■ **Written tasks**
[1] Decide whether each statement agrees with the Majuba Hill passage, answering yes or no and quoting the exact words of the passage that settle it. (a) MAX entered into the Option Agreement on March 4, 2011. (b) MAX can earn its initial 60% interest over four years. (c) The property is subject to a 3% NSR payable to the vendor.
[2] Answer these questions from the Majuba Hill passage:
(a) What silver price was used to calculate silver equivalent?
(b) From which company did MAX take the option on the property?
(c) For how much can 1.5% of the NSR be purchased?
[3] Carry on the Majuba Hill passage from its last sentence.

■ **Passage**
::::::::

During Phase I and II drilling completed in 2011, MAX intercepted high grade copper/silver oxide mineralization near surface over long intervals at the past producing Majuba Hill mine site and the DeSoto zone. Highlights of this prior drilling included:
Majuba Hill Mine:
·
96 m of 39.2 g/t Ag, 0.57% Cu and 0.10 g/t Au (98.3 g/t AgEq) in hole MM-06
·
50.3 m of 50.8 g/t Ag, 0.31% Cu and 0.31 g/t Au (86.7 g/t AgEq) in MM-07
·
42.7 m of 37.5 g/t Ag and 0.38% Cu (73.0 g/t AgEq) in hole MM-03
DeSoto:
·
29.2 m of 30.5 g/t Ag and 0.69% Cu (98.3 g/t AgEq) in hole MM-18
Note: Silver equivalent is calculated based on 100% metallurgical recovery and five-year historic metal prices of $24 U.S. for silver, $3 U.S. per pound for Cu and $1,200 US per ounce for gold.
MAX believes that Majuba Hill is a newly-defined copper/silver/gold porphyry system that is highly prospective for a bulk-tonnage, open pit deposit.
Majuba Hill copper/gold/silver property, Pershing County, Nevada
On March 4, 2011 MAX entered into an Option Agreement to acquire up to a 75% interest in the historic Majuba Hill Copper/Gold/Silver property in Pershing County, Nevada from Claremont Nevada Mines LLC.. The Majuba Hill Project encompasses 2,568 acres consisting of patented and unpatented lode mining claims and private mineral rights.
The terms of the Option Agreement with Claremont allow MAX to earn an initial 60% interest in the property over six years by spending US$6.5 Million on exploration of the property. MAX can increase its interest in the property to 75% by spending a further $3.5 Million on exploration over a subsequent two year period. The Majuba Hill property will be subject to a 3% NSR payable to the vendor, 1.5% of which may be purchased at any time for US$1.5 Million.

::::::::

■ **Dataset content**

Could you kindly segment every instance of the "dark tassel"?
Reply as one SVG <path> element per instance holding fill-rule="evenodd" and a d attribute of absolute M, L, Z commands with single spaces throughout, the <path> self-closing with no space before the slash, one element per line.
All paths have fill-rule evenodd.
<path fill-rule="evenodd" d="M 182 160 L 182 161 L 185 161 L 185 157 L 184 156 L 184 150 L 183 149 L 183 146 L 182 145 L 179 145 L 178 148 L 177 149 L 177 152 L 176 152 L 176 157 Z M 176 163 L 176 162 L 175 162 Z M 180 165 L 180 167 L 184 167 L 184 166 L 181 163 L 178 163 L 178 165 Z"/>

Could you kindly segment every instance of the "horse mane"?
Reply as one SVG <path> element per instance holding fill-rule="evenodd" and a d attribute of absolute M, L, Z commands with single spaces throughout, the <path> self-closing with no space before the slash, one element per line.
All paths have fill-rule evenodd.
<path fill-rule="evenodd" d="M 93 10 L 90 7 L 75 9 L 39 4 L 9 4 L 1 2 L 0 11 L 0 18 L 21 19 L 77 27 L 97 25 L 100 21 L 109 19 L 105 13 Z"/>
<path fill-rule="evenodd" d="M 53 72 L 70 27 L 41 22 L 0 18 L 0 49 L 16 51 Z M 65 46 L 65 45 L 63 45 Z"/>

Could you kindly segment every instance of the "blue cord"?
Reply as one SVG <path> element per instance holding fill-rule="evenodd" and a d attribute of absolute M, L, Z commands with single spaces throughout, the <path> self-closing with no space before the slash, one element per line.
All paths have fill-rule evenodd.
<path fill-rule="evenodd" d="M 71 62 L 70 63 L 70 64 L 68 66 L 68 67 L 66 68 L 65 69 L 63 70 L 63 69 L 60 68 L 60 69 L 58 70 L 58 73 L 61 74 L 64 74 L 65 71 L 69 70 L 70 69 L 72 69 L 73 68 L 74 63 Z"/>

::::::::

■ **Exercise answers**
[1]
(a) Yes: "On March 4, 2011 MAX entered into an Option Agreement"
(b) No: "an initial 60% interest in the property over six years"
(c) Yes: "The Majuba Hill property will be subject to a 3% NSR payable to the vendor"

[2]
(a) $24 U.S.
(b) Claremont Nevada Mines LLC
(c) US$1.5 Million

[3]
Majuba Hill is the site of numerous past producing mines, with historic production reported of 12% Cu (Mason Valley Copper, 1918) and silver grades up to 40 oz/t Ag. Majuba Hill encompasses 2,568 acres of surface and mineral rights that includes patented lode mining claims and is located approximately halfway between the Florida Canyon Mine (Jipangju) and the Hycroft Mine (Allied Nevada Corporation). The property is easily accessed via 23 miles of well-maintained dirt roads leading from U.S. Interstate 80, and lies 30 miles northwest of Coeur d'Alene Rochester silver mine, which contains a NI 43-101 compliant Measured and Indicated Resource of 263.9 million tons grading 0.46 oz/ton Ag and 0.004 oz/ton Au. (The Coeur d’Alene Mines Corp. (TSX:CDM) Technical Report on the Rochester Mine is available on SEDAR).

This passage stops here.